--- start EXTRACT TO READ ---

Last year, Embry-Riddle Aeronautical University announced it had installed AoA indicators from Alpha Systems in its entire fleet of 61 Cessna training aircraft at both its Daytona Beach. Fla., and Prescott, Ariz., campuses. At the time, Dr. Jackie Luedtke, Director of the Robertson Safety Institute at the university's Prescott Campus, said, "This device is a direct measurement of energy. It lets pilots know at a glance how much lift is available regardless of an airplane's speed and altitude." That's one of the best endorsements for an AoA indicator we've seen.
Does this mean you should drop everything and install one of these devices? It depends. If you're flying a Super Cub in Alaska and find yourself low and slow spotting game, we'd recommend it. Same answer if you're active in aerobatics, or other maneuvering flight. If you're a typical owner, who uses the airplane for cross-country work, you'll still find it a valuable addition. And with better attitude references, maybe pilots everywhere will start dialing clown their LOC accident pace. That's the bottom line.
"A functioning AOA system gives you the parameter-corrected indication instantly, so all you have to do is obey its indication. When its arrows or indicators point down, they're not kidding ... lower the nose, pronto."
RELATED ARTICLE: AIRSPEED ALONE WON'T TELL YOU WHERE THE STALL IS
Aeronautical engineers and flight-test pilots refer to the wing's angle-of-attack as the letter "alpha," typically written as the lower-case Greek [alpha]. There's no Greek, however, to the basic takeaways from our primary flight training:
* Angle-of-attack--alpha--controls airspeed;
* Power controls altitude;
* A stall occurs at that alpha where airflow over the wing separates; by definition, where lift stops.
In practice, however, most of us use an airspeed indicator as a proxy for depicting and setting alpha. From landing-configuration [V.sub.s1] stall at the lower end of the white arc all the way up to [V.sub.NE] and the red line, we look for speeds that correspond to a desired pitch angle. Best climb rate; best angle of climb; minimum-controllable airspeed; maximum maneuvering speed--those airspeeds we learn correspond to the alpha we want. In this way the ASI is a proxy for alpha.
We're also taught those speeds on the dial match the tested number only when the aircraft flies in unaccelerated, level, standard-day conditions, or rarely. In other words, the airspeed indicator doesn't compensate for anything much beyond pressure. Meanwhile, the airplane's true stall speed, we learned, varies with attitude, G-loading and density altitude. None of these conditions are reflected directly on the airspeed indicator.

--- end EXTRACT TO READ ---
--- start DATA SHOWN ---

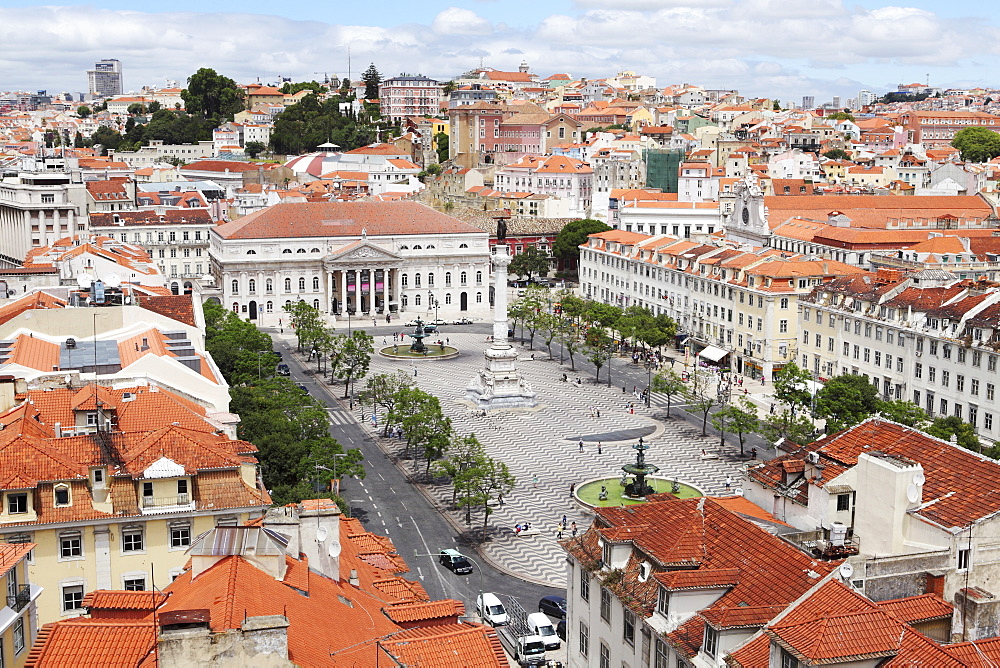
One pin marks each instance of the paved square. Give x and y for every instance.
(544, 443)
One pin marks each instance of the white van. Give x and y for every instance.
(490, 609)
(539, 624)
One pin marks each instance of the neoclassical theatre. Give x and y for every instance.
(351, 259)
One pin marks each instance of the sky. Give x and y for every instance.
(781, 49)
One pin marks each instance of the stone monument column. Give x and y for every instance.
(500, 385)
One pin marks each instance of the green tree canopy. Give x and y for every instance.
(977, 144)
(372, 79)
(212, 95)
(846, 400)
(529, 262)
(575, 233)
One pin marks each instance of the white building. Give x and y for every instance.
(351, 257)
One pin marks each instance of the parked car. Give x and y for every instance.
(553, 606)
(490, 609)
(455, 561)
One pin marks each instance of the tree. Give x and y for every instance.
(669, 384)
(597, 348)
(791, 387)
(573, 234)
(254, 148)
(372, 79)
(212, 95)
(352, 357)
(741, 416)
(905, 412)
(530, 261)
(483, 483)
(785, 425)
(977, 144)
(846, 400)
(964, 433)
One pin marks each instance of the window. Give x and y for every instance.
(17, 503)
(628, 628)
(19, 636)
(132, 540)
(72, 598)
(71, 545)
(606, 605)
(180, 535)
(711, 642)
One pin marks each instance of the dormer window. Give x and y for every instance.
(61, 495)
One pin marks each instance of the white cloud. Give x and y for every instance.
(455, 21)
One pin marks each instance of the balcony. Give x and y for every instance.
(20, 599)
(152, 505)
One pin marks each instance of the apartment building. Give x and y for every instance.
(743, 304)
(929, 337)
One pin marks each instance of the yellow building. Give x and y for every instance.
(112, 485)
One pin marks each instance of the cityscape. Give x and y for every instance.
(504, 365)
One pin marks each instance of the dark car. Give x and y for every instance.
(553, 606)
(455, 562)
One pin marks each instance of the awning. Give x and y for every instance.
(713, 354)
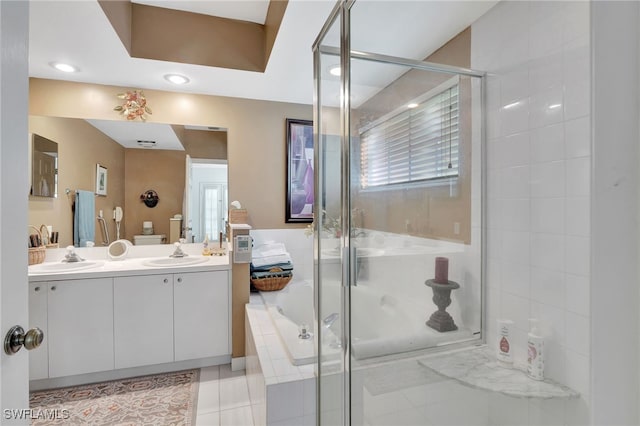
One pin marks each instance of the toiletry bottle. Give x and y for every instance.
(535, 357)
(205, 246)
(504, 349)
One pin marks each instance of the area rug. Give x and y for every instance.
(161, 399)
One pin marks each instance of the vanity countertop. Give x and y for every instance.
(147, 262)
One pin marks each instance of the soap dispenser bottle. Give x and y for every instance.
(535, 357)
(206, 251)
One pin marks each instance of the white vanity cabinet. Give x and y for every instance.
(201, 315)
(143, 320)
(80, 326)
(123, 322)
(38, 358)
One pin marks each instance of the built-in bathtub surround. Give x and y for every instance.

--- end DATA SHOWN ---

— STATED TASK 1 —
Collect every line of the entries above that contains the string "bottle", treating uppercase and lowercase letters as different.
— STATED TASK 2 —
Continue the article on angle-of-attack indicators from the point where it ends.

— WRITTEN RESPONSE 1 —
One pin marks each instance of the toiletry bottle. Give x and y for every instance.
One pin marks each instance of the soap dispenser bottle. Give x and y for every instance.

— WRITTEN RESPONSE 2 —
Increase the G loading--say, in a turn pulling 1.5 or 2 G--and stall speed increases; pull just a little more when near the wing's critical alpha and true stall speed rises quickly above aircraft stall speed, even if well above indicated Vs, and without greatly moving the ASI needle.
Make this pitch change too close too the ground to salvage? Bad things result, and they're called LOC accidents. Stalls in the pattern and on landing approach make up a majority of that 40 percent of LOC-accident fatalities. Hence the ongoing focus on increasing AoA use to help pilots avoid LOC events and, in turn, reduce LOC accidents overall.
RELATED ARTICLE: WHAT'S THE BIG DEAL?
"To reduce the risk of inadvertent stall/departure resulting in LOC accidents, the GA community should install and use AOA based systems for better awareness of stall margin," said the General Aviation Joint Steering Committee (GA-JSC) panel report focusing on LOC accidents in approach and landing phases. That 2012 recommendation applied to both newly manufactured and existing aircraft.
A proposal was developed in 2013, and the FAA in early 2014 accepted a new industry-developed consensus standard for new AoA systems. It's known as ASTM F3011-13 and tracks with the steering committee recommendation that the agency promote AoA-system adaptation in GA with the new, simpler, lower-cost systems meeting the standard. The AoA systems approved under F3011-13 can be installed, relatively easily and inexpensively, without a field approval or supplemental type certificate. Install it, log it, fly it.
Alpha Systems, maker of several new and legacy AoA systems, offered up a list of reasons for installing angle-of-attack guidance, taken from a recent article in a National Association of Flight Instructors' publication. Consider these points, also mirrored by other providers and pilots who regularly fly with an AoA indicator:
* AoA lets you know immediately whether the wing will support the aircraft or not. Put another way, it shows the reserve lift available before stall onset.
* At high angles of attack, accurate airspeed indications are difficult due to position error. * AoA is not affected by gross weight, bank angle, load factor, speed or density altitude.
* AoA will indicate proper approach speeds under all conditions of weight, CG, flap position, air density, turbulence or angle of bank.
* AoA can instantly detect wind shear, immediately suggesting a solution.
* When properly used, AoA can identify exact pitch attitude for best angle or rate of climb.
* AoA can also indicate optimum long-range-cruise pitch attitude.
The sidebar on page 20 includes additional material--and links--to help you research AoA indicators and, perhaps, find one meeting your needs. But we'd be remiss if we didn't refer you to a BendixKing Web site, klr10.app.bendixking.com, which features a well-done application simulating the KLR 10's operation.
RELATED ARTICLE: THE AOA INDICATOR AT WORK
As an example of how AoA systems perform, consider the table at right, adapted from BendixKing's Pilot's Guide for the KLR 10 lift reserve indicator. First introduced in 2013 and initially only for experimental and non-certificated aircraft, the KLR 10 now is available for almost any CAR 3/FAR 23 airplane, along with offerings from Alpha Systems and Garmin. All three product lines meet the consensus standards of ASTM Standard F3011-13, so they display and behave similarly.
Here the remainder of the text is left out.